### Dataset records
——————————
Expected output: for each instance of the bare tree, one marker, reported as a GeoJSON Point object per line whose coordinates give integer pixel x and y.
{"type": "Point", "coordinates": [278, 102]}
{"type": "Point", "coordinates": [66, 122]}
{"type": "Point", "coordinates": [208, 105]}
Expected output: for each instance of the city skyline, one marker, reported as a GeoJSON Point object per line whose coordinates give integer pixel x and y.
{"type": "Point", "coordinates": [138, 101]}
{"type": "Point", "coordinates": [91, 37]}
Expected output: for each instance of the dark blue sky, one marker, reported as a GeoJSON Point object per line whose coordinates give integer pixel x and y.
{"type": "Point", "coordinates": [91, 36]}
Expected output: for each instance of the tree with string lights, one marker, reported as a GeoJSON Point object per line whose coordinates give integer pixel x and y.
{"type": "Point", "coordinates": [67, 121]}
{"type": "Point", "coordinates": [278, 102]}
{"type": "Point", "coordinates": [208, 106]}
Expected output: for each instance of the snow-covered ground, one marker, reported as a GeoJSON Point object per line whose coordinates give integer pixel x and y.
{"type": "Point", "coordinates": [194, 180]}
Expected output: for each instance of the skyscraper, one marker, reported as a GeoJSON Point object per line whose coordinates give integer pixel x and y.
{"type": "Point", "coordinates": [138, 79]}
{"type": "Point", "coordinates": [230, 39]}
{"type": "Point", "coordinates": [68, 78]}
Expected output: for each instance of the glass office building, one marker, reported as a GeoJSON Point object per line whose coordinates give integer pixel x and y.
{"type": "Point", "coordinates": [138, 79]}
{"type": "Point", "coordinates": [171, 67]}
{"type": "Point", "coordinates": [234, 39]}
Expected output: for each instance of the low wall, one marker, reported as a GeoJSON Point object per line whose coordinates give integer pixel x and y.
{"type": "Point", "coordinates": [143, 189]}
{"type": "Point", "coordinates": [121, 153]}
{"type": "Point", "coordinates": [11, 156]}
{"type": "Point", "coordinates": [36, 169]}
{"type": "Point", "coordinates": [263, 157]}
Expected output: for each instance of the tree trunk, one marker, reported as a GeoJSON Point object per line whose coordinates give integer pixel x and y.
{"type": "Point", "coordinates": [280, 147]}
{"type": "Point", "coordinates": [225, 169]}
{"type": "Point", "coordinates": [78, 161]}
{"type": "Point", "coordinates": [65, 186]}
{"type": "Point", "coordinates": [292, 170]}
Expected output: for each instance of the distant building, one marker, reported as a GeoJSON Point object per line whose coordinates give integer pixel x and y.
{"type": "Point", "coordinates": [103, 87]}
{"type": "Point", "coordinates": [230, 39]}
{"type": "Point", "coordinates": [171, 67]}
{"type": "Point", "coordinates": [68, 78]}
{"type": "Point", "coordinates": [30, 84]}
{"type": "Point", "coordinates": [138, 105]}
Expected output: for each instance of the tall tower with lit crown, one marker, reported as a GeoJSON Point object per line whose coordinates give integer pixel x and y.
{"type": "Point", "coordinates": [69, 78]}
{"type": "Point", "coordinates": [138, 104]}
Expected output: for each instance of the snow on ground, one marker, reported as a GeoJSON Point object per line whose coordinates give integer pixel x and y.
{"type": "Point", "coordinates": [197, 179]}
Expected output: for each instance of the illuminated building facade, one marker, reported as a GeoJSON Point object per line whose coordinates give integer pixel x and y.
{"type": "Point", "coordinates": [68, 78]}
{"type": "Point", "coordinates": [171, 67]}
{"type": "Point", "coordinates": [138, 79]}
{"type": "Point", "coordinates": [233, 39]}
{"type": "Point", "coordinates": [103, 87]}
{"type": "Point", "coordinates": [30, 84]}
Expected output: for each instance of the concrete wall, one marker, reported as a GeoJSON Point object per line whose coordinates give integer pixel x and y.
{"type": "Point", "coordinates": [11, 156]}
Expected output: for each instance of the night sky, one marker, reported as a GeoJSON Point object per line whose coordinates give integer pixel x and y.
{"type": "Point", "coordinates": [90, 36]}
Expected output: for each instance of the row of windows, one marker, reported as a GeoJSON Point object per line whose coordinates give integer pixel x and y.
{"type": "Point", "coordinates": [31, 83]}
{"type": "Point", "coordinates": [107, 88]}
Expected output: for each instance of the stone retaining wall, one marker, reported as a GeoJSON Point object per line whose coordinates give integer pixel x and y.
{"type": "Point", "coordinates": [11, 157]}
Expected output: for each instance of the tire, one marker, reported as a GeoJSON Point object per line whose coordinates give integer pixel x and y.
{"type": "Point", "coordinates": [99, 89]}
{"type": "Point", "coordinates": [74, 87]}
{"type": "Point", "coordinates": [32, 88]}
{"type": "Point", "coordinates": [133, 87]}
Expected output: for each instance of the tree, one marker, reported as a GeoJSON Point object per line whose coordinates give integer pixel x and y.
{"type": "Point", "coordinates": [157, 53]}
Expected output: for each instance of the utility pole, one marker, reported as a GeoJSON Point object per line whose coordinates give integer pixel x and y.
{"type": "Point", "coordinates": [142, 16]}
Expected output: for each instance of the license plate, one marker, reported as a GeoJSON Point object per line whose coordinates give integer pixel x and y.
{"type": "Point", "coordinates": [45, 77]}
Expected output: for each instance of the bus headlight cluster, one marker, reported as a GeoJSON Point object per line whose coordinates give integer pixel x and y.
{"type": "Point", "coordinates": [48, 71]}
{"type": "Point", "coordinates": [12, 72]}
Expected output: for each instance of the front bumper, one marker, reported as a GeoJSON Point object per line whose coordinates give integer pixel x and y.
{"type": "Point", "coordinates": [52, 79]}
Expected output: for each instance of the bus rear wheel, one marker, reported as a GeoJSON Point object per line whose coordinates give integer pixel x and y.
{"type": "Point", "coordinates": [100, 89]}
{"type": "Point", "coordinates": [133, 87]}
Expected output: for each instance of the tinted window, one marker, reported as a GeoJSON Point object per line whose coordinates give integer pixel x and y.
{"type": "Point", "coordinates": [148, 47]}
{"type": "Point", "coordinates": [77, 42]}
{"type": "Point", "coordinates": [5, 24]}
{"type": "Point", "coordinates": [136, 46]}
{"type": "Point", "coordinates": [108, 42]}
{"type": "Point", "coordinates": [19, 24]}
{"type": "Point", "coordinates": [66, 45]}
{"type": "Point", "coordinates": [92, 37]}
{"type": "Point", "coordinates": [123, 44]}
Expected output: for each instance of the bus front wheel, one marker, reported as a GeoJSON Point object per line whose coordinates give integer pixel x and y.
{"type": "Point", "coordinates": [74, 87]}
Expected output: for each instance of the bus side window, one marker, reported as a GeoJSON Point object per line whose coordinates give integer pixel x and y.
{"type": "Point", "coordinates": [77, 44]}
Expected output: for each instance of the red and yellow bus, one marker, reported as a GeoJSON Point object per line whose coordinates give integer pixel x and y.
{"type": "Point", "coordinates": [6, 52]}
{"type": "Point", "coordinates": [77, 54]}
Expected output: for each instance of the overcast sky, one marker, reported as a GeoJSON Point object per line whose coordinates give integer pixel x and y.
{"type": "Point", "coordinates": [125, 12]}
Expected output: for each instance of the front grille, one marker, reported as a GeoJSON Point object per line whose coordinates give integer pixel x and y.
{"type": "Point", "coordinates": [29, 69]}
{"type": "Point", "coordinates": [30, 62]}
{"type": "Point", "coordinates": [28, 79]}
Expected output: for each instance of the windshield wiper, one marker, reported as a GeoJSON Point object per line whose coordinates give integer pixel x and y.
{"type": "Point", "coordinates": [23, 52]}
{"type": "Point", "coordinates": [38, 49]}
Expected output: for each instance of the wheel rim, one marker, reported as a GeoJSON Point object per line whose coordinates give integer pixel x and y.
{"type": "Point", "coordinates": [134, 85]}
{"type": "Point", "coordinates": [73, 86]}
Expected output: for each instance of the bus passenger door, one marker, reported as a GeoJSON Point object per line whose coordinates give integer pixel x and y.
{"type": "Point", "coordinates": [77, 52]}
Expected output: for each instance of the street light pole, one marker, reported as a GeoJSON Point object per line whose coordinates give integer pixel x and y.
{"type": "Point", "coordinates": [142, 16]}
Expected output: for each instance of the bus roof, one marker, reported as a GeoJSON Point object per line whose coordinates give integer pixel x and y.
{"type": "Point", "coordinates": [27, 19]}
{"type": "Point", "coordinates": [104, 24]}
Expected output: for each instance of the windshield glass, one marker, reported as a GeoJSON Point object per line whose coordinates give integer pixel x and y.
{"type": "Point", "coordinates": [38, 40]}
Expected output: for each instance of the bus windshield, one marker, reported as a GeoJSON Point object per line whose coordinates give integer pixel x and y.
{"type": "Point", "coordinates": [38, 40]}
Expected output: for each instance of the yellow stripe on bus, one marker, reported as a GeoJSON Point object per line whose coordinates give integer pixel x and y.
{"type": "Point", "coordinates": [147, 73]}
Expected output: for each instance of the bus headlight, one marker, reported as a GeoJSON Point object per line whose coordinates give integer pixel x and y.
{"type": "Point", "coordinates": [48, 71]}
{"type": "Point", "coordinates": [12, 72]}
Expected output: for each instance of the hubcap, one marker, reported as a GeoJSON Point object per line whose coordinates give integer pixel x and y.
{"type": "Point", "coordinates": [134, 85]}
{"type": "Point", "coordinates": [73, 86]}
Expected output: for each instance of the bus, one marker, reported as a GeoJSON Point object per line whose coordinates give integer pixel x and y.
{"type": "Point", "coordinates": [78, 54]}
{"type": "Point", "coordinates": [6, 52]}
——————————
### Work item
Your answer should consist only of the lines from the one that holds "Expected output: for each instance of the bus, one" to the end of the entries above, both ends included, each repeated exactly.

### Written answer
Expected output: for each instance of the bus, one marker, reported as a GeoJSON Point object per line whose coordinates give integer pixel x and y.
{"type": "Point", "coordinates": [78, 54]}
{"type": "Point", "coordinates": [6, 52]}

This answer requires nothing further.